» **TASK DETAILS**: Copy the lines from the one containing "Report x and y for each instance of the translucent" through the one containing "x=1009, y=80", inclusive, swapping "honeycomb" for "wax comb" and leaving everything else as it is.

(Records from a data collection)
────────────────
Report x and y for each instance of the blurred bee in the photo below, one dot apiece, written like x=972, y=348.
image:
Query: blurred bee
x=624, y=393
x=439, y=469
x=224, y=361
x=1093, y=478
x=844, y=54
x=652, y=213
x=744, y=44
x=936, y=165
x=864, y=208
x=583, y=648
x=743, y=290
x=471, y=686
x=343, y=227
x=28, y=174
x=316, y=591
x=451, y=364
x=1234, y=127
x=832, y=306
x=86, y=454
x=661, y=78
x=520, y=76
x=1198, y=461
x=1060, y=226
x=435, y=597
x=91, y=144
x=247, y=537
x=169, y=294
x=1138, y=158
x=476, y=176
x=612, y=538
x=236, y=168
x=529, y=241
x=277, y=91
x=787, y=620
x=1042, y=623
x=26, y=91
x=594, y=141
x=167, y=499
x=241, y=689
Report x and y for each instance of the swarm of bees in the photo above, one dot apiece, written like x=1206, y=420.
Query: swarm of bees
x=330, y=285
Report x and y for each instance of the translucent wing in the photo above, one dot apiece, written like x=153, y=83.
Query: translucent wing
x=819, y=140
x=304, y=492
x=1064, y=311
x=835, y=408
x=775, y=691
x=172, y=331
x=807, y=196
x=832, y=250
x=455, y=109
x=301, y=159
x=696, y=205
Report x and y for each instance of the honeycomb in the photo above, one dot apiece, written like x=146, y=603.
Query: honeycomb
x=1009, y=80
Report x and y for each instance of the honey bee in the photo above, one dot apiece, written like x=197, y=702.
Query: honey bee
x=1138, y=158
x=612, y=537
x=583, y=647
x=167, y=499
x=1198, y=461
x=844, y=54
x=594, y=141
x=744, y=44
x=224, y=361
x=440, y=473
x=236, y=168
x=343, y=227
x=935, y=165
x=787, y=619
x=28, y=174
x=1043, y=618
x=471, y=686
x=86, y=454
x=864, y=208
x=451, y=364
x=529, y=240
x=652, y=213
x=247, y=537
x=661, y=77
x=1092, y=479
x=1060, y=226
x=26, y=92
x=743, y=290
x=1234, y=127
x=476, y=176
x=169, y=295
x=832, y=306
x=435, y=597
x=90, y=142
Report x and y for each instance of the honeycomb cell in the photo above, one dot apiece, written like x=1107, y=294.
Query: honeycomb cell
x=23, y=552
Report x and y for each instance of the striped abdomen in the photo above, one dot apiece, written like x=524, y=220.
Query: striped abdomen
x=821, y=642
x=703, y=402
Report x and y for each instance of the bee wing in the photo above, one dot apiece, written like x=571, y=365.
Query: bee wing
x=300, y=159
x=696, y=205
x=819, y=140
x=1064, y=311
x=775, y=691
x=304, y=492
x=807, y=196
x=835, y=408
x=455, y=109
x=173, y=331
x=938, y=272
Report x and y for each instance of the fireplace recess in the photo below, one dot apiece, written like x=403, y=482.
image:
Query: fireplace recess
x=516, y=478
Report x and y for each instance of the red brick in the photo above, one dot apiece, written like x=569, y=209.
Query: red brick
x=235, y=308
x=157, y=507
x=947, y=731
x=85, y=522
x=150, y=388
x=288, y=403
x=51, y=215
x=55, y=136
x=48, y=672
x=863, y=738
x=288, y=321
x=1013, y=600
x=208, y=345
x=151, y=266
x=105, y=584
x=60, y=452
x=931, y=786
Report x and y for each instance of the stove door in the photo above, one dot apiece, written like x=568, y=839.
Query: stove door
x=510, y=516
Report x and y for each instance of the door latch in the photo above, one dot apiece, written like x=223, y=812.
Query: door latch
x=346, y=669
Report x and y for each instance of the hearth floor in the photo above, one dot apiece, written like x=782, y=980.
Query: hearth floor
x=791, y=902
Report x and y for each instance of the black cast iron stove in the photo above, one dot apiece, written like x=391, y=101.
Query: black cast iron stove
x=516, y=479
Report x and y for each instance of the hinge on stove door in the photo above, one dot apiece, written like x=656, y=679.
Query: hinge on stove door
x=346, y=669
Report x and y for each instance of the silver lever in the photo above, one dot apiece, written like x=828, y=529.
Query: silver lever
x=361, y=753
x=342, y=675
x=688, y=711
────────────────
» **EXERCISE RESULT**:
Report x and y for each instance of the translucent wing in the photo above, one dot apiece, written like x=153, y=83.
Query: translucent wing
x=819, y=140
x=304, y=492
x=1064, y=311
x=835, y=408
x=775, y=691
x=172, y=331
x=807, y=196
x=832, y=250
x=455, y=109
x=301, y=159
x=696, y=205
Report x and y for each instance of the wax comb in the photo above, one dot apiece, written like x=146, y=603.
Query: wax comb
x=1009, y=80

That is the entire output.